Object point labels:
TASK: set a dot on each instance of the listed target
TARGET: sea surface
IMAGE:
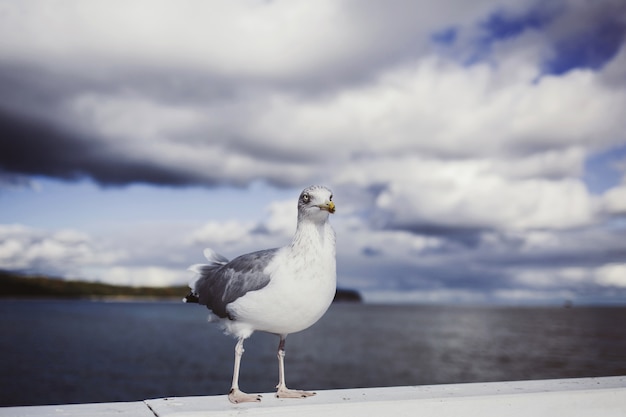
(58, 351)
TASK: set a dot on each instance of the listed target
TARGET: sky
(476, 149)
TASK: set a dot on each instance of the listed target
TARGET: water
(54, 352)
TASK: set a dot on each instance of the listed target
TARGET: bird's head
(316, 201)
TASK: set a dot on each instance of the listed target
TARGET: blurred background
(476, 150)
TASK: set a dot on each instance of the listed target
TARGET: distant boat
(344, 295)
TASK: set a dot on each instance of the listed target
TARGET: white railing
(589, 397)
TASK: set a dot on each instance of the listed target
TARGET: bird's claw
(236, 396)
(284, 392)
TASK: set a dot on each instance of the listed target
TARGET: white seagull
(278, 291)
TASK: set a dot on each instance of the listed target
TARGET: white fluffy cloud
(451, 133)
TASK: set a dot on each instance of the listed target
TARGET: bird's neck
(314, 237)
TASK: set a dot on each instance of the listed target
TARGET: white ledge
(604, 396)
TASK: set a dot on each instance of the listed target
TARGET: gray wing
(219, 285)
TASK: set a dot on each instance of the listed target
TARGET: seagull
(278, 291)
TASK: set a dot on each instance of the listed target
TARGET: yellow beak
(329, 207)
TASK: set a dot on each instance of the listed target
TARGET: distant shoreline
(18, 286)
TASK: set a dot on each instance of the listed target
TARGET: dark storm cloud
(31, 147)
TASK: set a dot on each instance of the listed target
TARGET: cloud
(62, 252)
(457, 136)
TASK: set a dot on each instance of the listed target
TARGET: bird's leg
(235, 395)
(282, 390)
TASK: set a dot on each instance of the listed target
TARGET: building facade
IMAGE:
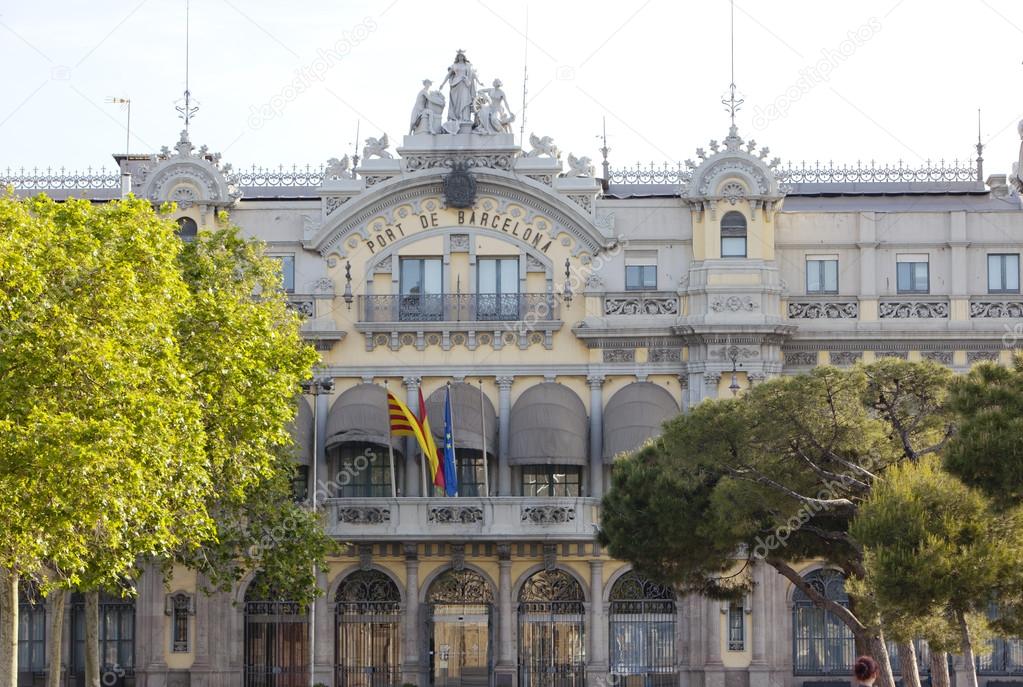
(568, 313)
---
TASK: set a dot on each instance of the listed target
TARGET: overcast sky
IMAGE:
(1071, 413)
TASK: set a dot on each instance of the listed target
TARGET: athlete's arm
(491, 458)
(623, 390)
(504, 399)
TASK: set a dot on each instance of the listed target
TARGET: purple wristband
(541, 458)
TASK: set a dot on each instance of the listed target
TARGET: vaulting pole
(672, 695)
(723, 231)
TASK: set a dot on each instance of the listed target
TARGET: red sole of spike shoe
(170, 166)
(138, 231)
---
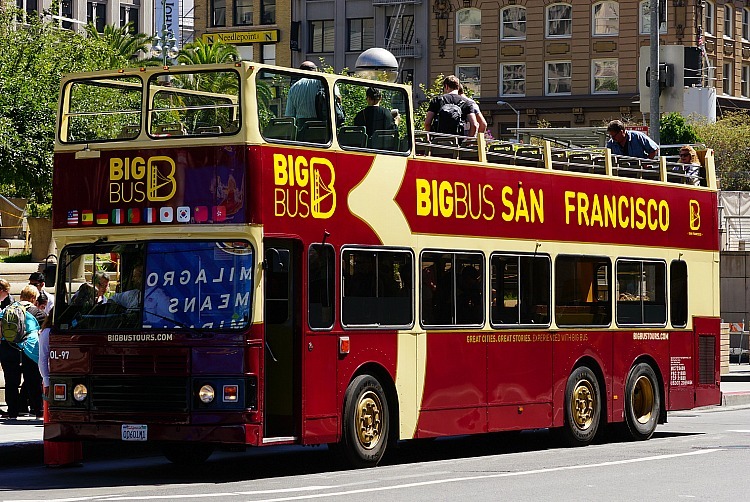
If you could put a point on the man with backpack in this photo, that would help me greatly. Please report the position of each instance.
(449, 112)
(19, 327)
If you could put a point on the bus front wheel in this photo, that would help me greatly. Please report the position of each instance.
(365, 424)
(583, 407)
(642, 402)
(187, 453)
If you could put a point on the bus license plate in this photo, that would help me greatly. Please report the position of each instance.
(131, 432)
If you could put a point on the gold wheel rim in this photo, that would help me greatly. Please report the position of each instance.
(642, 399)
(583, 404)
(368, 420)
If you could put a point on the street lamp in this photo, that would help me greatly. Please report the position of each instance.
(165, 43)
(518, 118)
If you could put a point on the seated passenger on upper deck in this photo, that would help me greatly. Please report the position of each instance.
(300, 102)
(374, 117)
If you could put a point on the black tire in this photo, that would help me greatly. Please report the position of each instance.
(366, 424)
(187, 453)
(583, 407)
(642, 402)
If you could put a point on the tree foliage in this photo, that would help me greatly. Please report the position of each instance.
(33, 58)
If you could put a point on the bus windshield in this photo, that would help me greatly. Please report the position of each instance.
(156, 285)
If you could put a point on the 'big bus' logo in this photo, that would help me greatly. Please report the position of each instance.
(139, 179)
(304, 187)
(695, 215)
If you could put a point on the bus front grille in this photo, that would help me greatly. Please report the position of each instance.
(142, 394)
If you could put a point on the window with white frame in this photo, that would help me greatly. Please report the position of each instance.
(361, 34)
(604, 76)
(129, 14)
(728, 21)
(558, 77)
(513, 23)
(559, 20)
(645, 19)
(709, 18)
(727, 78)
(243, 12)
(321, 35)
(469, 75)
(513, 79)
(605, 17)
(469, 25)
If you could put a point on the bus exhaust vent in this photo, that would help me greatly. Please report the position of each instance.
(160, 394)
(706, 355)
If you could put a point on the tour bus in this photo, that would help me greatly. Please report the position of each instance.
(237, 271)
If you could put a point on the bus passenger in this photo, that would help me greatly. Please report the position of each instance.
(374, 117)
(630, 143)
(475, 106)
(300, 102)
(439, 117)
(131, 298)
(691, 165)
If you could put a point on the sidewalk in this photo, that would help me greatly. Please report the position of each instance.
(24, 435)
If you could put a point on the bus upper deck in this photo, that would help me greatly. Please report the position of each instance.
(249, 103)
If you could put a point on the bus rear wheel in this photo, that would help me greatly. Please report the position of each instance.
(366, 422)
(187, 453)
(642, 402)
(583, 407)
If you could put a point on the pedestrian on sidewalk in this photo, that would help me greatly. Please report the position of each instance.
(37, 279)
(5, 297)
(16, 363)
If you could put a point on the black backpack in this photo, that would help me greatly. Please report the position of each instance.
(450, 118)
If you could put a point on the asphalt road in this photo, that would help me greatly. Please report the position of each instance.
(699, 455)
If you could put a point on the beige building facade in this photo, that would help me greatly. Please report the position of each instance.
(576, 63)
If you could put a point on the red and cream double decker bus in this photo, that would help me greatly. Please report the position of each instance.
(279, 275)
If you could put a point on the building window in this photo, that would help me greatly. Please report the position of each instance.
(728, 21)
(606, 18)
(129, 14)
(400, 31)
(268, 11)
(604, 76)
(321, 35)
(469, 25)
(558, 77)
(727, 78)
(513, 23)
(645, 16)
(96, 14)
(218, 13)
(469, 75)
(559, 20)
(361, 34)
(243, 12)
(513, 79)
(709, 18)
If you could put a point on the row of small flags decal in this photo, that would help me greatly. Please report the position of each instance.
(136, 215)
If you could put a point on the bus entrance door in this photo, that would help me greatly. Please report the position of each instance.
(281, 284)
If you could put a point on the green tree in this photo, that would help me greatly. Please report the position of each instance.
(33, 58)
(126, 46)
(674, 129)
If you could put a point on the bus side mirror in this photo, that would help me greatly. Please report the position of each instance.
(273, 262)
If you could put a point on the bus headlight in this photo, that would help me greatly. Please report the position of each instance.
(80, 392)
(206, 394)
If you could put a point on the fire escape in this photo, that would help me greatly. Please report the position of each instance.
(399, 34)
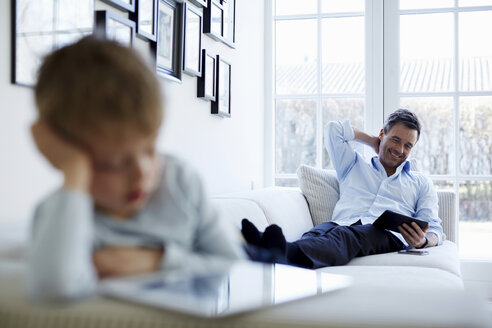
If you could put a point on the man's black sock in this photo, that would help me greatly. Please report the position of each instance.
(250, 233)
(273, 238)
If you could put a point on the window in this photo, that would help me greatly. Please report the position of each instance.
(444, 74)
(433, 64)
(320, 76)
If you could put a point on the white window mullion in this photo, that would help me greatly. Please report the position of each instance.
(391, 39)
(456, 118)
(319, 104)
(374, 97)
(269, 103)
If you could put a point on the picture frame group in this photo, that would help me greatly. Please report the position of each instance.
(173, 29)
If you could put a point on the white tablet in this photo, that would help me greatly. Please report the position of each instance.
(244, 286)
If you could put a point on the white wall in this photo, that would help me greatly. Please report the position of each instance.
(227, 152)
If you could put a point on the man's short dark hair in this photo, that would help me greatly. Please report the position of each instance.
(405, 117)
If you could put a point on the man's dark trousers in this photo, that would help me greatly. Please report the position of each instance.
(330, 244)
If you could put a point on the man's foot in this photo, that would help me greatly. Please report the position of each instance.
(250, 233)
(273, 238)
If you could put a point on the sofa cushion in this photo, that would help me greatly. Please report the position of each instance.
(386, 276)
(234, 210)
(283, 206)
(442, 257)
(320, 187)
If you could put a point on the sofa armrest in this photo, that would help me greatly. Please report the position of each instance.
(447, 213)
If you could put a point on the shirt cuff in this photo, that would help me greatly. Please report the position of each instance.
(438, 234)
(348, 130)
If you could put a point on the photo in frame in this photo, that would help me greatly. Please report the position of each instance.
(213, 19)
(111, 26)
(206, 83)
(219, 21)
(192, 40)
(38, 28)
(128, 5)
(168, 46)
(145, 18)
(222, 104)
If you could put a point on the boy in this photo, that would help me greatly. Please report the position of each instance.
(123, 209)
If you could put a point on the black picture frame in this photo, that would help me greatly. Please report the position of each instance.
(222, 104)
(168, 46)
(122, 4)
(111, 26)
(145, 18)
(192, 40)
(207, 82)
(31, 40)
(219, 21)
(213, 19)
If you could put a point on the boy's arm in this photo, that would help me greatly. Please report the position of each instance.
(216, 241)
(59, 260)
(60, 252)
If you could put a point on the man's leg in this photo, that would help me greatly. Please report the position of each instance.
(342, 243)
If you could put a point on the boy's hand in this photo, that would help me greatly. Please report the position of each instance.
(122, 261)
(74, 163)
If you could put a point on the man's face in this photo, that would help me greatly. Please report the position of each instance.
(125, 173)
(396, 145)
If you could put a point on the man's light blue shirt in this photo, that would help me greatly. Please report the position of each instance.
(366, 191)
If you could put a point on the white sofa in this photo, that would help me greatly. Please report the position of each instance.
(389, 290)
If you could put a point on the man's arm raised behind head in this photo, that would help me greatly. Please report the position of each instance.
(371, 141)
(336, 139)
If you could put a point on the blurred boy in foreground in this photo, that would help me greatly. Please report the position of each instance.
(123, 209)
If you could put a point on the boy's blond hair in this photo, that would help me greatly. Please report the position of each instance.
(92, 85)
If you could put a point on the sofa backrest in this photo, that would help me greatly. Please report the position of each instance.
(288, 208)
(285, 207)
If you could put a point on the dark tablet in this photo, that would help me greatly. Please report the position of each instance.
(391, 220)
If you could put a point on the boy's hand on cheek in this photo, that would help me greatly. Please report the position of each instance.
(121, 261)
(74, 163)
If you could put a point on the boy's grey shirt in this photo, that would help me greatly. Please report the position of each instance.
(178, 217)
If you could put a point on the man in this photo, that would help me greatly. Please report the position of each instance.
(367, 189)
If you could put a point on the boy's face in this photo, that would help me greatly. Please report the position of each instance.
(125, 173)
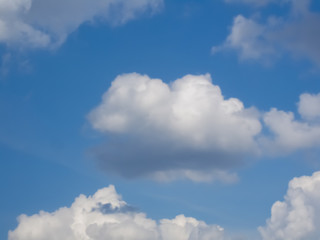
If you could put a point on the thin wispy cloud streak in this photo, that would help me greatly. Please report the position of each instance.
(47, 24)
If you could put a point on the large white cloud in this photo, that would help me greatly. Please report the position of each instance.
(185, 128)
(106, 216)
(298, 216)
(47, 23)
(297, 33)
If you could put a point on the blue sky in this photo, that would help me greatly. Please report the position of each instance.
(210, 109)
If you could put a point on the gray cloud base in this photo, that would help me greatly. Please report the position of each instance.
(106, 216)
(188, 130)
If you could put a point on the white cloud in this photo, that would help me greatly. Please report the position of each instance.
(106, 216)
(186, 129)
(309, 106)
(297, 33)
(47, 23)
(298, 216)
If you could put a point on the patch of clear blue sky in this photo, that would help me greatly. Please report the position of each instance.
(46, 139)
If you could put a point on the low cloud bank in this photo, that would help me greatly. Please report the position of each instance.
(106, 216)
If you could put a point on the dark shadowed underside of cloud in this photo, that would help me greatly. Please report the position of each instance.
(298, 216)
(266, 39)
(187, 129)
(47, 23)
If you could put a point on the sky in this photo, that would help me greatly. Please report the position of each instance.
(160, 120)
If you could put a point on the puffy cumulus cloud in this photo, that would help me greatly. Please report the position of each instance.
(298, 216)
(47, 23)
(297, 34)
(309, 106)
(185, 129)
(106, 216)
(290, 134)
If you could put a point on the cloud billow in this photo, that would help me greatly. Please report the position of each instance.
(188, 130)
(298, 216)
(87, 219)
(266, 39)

INSTRUCTIONS FOR THE TASK ▸ Pull out each line of the listing that contains the string "facade". Treat uppercase and lowercase as different.

OUTPUT OF THE TASK ▸
TARGET: building facade
If you could put a point on the beige building facade in this photo, that would help me greatly. Please report the position of each instance.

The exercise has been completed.